Start of Data to examine

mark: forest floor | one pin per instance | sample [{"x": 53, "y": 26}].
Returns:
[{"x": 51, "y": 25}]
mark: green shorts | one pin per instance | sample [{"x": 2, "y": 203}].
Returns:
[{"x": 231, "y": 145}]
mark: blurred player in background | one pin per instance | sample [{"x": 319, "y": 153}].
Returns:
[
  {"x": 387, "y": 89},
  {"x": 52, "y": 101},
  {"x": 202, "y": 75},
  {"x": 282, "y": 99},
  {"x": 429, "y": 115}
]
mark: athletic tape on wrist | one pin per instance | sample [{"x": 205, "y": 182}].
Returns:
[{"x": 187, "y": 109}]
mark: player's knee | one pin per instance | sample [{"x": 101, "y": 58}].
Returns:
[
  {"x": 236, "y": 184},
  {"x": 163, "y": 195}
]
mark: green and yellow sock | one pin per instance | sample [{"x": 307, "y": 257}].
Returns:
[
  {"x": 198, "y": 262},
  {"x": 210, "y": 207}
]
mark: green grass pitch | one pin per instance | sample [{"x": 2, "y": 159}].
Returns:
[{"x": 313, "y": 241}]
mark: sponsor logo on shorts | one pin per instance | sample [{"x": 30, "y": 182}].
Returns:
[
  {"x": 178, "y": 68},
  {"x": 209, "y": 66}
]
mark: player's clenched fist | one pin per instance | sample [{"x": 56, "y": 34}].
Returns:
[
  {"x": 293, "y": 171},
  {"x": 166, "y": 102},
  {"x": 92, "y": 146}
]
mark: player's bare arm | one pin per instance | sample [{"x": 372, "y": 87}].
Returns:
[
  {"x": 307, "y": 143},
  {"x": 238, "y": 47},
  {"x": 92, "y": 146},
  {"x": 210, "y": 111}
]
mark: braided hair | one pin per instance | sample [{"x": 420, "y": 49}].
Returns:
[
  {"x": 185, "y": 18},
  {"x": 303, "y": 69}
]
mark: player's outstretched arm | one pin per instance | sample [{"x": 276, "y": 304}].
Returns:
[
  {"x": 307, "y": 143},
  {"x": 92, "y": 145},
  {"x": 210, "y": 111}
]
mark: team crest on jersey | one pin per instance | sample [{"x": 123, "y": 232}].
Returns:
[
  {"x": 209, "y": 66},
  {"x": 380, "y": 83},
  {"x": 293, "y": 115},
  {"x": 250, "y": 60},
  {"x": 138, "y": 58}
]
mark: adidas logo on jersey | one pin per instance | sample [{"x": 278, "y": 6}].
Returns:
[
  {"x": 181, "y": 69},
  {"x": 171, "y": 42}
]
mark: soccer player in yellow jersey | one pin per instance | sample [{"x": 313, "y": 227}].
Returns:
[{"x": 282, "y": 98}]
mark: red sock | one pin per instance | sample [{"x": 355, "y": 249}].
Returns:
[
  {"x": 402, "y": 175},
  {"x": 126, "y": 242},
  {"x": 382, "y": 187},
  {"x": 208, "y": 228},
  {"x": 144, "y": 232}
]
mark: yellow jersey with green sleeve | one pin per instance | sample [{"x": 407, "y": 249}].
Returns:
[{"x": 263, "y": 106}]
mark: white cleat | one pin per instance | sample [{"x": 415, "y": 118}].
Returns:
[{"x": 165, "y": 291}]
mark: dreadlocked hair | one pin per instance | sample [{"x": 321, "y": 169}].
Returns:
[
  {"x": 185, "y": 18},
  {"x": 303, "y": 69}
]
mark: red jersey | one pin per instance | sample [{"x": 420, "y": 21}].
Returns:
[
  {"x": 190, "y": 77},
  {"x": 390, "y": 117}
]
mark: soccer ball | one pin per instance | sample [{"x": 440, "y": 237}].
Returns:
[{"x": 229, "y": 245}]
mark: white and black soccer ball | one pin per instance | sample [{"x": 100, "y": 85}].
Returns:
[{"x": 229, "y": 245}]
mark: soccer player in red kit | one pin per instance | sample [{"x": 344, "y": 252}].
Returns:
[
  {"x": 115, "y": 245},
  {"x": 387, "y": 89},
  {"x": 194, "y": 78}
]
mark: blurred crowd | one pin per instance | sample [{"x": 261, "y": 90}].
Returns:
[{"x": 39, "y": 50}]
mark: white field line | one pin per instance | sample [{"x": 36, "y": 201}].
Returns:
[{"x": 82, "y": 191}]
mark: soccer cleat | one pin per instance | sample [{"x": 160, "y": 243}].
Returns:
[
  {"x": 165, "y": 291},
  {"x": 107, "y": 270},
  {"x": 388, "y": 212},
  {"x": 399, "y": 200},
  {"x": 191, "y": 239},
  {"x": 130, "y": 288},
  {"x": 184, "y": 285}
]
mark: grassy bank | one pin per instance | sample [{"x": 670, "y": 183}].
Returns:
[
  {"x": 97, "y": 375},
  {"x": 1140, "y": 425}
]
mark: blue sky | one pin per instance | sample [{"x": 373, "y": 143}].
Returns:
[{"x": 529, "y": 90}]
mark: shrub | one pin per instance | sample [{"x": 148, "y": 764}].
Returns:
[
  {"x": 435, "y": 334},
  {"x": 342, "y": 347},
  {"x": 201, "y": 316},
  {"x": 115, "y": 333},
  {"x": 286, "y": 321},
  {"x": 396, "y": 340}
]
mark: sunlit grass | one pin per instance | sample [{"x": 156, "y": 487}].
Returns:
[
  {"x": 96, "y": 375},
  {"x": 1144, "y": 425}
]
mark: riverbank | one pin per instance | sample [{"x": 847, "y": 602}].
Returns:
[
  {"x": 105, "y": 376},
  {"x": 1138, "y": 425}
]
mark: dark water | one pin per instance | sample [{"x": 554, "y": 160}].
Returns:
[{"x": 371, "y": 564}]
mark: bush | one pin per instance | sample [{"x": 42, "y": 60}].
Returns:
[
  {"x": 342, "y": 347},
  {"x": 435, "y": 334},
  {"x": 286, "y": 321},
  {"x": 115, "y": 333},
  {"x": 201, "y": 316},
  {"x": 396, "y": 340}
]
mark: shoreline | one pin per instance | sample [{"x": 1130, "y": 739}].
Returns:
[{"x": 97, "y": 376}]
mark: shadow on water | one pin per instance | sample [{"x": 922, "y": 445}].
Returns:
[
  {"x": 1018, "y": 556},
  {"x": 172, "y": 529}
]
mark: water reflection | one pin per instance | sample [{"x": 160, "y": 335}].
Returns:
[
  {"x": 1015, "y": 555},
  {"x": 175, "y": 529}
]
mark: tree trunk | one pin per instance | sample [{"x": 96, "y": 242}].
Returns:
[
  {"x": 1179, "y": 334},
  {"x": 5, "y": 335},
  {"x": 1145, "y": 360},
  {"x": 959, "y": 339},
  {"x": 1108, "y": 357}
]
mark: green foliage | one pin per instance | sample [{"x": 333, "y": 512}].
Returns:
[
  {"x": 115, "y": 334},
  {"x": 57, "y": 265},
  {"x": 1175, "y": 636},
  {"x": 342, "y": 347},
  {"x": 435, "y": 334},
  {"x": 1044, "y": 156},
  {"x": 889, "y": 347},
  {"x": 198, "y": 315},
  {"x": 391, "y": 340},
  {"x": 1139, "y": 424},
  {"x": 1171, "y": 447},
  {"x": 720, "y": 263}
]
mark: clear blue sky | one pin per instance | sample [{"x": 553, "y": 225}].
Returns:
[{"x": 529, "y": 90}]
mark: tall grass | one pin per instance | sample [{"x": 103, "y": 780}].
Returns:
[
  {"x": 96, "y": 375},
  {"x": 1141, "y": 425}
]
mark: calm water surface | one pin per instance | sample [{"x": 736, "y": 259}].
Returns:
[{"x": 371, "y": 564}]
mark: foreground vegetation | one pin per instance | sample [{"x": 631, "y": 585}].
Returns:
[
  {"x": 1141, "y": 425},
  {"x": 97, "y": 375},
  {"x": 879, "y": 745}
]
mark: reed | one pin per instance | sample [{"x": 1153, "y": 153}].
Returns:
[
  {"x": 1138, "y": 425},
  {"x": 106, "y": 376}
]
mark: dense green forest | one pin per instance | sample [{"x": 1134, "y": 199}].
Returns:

End of Data to examine

## Exercise
Which lines above contain the word "logo"? List them.

## Written solution
mark: sponsor logo on shorts | one pin per instance | sample [{"x": 30, "y": 182}].
mark: adidas logo on jersey | one pin per instance | sample [{"x": 278, "y": 6}].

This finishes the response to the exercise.